WRITTEN REQUEST: Copy everything in the housing segregation text from "VNV Tuesday –" down to "for whites only.", substituting "mass-production" for "assembly-line".

VNV Tuesday – Housing Segregation: An Overview (Part One) 4/24/18

Aerial view of Levittown, PA:  Built quickly using assembly-line techniques; affordable; and for whites only.

It is often assumed that segregation by race in cities and suburbs (particularly in the north) was and is a result of “natural” processes, even when those processes are the ugly expression of white fear. White flight to the suburbs, the logic goes, may be reprehensible, but it’s a predictable result when white people, guided by prejudice, felt their neighborhoods were in danger of being “taken over.” In reality, that does not accurately describe what happened in urban and suburban areas. The segregation of areas by race was more than a choice made by individuals; it was abetted and reinforced by private and public policies, laws, and regulations. (Note: The following post is, for the most part, about northern cities; southern cities may have followed similar patterns, but I haven’t researched southern cities enough to say that with any certainty.)

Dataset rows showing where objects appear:
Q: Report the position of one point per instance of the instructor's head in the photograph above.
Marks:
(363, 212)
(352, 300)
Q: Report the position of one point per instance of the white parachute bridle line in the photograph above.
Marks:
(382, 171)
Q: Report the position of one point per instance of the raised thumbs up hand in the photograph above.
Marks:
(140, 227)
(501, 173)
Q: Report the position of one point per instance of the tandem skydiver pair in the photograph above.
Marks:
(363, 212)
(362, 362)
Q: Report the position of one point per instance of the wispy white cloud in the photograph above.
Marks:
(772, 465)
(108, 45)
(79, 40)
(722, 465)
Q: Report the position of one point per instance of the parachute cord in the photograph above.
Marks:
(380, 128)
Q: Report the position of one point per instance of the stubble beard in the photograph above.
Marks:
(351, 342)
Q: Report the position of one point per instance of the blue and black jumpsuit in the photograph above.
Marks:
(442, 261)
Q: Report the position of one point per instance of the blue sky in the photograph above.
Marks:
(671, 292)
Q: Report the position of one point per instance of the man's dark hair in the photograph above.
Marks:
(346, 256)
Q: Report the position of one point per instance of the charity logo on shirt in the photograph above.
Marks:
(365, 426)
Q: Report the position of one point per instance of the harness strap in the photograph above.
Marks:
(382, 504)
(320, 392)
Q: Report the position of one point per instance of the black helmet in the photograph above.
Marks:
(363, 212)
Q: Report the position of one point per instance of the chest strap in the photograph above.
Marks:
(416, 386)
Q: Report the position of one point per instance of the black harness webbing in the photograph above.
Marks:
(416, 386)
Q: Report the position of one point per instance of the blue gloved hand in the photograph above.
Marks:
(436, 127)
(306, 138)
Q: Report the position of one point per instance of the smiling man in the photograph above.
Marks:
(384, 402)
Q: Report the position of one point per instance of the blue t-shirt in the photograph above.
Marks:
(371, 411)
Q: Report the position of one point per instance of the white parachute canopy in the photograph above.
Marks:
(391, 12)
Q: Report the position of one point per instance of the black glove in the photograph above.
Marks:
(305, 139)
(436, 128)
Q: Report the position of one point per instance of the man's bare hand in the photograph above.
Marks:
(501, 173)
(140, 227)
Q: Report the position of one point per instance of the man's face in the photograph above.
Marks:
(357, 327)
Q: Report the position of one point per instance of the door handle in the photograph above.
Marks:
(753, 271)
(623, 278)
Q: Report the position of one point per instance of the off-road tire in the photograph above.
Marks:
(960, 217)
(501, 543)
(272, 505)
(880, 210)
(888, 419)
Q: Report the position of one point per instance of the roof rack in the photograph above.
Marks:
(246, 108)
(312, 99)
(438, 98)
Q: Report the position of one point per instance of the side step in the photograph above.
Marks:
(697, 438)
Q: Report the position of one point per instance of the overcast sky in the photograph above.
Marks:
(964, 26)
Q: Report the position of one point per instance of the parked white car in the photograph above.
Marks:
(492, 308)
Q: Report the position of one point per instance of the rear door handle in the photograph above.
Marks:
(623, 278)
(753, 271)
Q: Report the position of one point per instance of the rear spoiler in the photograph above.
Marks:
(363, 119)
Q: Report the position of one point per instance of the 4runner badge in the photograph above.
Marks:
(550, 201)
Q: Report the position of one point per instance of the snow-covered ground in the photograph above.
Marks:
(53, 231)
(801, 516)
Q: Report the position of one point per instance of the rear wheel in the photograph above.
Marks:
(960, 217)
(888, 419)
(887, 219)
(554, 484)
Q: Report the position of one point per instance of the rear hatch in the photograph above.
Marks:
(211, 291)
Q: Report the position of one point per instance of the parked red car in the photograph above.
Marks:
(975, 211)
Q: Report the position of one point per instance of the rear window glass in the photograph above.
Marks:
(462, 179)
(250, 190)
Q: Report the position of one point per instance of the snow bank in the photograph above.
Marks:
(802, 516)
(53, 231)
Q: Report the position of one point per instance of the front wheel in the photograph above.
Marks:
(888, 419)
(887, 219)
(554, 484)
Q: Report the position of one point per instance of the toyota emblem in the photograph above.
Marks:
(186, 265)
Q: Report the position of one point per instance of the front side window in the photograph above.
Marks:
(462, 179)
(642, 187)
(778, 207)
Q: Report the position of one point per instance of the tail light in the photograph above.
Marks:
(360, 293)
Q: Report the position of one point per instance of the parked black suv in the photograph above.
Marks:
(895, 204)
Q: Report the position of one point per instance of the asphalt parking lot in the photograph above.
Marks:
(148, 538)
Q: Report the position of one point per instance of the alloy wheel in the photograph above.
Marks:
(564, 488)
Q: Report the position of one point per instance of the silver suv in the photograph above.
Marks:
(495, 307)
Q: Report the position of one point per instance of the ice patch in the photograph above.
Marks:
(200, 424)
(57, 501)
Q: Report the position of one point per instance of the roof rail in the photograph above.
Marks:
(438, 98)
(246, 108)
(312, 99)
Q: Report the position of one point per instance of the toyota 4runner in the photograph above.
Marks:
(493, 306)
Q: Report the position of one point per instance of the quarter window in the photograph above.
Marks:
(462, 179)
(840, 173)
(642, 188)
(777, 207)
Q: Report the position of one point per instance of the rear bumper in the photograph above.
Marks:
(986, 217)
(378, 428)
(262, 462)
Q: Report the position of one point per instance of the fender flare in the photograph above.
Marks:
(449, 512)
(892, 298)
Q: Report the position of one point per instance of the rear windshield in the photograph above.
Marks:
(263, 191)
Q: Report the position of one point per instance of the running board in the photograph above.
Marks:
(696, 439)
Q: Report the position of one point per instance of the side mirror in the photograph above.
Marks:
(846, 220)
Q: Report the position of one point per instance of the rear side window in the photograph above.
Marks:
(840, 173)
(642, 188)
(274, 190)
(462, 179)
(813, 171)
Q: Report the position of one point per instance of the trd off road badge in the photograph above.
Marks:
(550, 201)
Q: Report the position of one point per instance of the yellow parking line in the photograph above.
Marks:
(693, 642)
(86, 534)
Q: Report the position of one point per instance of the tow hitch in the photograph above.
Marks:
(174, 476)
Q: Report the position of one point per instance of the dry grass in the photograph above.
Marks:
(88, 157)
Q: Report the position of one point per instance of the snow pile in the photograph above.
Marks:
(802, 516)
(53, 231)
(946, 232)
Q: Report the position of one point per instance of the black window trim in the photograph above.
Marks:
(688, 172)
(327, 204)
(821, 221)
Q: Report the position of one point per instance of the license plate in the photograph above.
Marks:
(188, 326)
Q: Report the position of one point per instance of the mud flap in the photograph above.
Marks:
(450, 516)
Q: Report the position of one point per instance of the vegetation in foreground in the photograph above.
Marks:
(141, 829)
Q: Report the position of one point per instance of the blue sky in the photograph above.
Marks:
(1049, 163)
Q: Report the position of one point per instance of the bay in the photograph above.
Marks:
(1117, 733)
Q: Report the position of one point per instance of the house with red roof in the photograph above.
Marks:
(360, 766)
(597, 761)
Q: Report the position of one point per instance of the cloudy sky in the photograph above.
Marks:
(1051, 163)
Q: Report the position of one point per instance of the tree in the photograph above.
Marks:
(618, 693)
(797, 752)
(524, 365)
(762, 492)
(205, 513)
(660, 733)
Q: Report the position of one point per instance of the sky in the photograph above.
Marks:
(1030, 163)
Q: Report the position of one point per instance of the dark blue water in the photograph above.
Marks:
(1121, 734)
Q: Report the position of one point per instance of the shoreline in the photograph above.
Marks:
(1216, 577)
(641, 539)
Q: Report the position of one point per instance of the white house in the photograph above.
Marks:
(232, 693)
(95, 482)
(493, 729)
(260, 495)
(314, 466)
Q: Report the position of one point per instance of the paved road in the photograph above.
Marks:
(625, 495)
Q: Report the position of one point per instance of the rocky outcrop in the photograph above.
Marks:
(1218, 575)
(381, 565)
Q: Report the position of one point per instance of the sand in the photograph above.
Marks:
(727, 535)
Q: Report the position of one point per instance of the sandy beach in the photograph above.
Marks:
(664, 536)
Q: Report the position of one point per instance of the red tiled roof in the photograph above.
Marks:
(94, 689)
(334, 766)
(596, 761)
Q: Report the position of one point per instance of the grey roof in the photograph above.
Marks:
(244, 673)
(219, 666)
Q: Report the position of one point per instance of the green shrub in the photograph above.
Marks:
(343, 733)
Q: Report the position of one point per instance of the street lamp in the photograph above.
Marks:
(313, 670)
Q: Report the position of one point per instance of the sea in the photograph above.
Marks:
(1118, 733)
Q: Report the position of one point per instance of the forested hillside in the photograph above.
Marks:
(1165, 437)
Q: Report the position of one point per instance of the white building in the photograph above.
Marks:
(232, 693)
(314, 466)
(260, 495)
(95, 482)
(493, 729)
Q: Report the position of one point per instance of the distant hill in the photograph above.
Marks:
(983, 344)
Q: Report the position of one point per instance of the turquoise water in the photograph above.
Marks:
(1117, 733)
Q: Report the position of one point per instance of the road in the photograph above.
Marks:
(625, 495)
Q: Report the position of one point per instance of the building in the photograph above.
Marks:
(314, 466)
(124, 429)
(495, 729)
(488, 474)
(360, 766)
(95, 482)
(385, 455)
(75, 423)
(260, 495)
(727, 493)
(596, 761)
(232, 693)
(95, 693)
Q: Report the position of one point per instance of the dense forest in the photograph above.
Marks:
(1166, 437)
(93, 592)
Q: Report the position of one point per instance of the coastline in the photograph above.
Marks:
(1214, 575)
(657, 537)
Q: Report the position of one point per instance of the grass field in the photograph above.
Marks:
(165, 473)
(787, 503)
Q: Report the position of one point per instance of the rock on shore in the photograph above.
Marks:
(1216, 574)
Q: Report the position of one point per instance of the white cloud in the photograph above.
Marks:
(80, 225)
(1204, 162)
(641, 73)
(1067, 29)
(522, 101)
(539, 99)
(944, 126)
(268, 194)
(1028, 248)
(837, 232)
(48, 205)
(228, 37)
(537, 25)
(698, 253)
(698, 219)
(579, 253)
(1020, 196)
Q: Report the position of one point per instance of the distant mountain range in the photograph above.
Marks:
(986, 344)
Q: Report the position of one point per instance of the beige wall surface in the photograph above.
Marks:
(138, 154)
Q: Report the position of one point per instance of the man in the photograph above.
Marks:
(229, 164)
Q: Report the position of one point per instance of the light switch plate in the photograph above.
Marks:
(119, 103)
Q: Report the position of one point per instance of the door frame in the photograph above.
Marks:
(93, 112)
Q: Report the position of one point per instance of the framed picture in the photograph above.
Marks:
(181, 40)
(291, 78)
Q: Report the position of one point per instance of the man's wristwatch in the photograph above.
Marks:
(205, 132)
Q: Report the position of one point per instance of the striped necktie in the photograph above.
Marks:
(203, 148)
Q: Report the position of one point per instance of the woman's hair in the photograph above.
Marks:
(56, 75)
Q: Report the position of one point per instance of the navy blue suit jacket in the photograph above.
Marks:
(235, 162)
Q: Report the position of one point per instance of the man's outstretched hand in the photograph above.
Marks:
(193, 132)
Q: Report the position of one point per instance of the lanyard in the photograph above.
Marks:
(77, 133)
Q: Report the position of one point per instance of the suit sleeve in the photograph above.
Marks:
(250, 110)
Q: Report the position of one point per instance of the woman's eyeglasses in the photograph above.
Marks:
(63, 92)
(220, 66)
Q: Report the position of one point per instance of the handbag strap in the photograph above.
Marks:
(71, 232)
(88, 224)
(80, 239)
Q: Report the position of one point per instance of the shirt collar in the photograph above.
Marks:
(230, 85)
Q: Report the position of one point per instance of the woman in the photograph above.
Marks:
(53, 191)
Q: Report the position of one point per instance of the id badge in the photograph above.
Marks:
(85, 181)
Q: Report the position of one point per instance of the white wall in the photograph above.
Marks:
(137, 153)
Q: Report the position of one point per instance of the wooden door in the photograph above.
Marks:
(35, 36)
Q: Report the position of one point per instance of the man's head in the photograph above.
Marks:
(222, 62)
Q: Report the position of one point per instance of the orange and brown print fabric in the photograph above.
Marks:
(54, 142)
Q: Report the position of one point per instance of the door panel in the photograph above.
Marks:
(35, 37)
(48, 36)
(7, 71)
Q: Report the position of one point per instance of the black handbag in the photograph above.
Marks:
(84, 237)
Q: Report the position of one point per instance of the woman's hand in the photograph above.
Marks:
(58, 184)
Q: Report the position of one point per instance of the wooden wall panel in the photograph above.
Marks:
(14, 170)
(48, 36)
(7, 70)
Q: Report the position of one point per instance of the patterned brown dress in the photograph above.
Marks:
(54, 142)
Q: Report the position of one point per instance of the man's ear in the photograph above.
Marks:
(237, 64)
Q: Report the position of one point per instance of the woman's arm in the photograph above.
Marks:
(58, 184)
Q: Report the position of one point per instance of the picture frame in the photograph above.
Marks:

THE ANSWER:
VNV Tuesday – Housing Segregation: An Overview (Part One) 4/24/18

Aerial view of Levittown, PA:  Built quickly using mass-production techniques; affordable; and for whites only.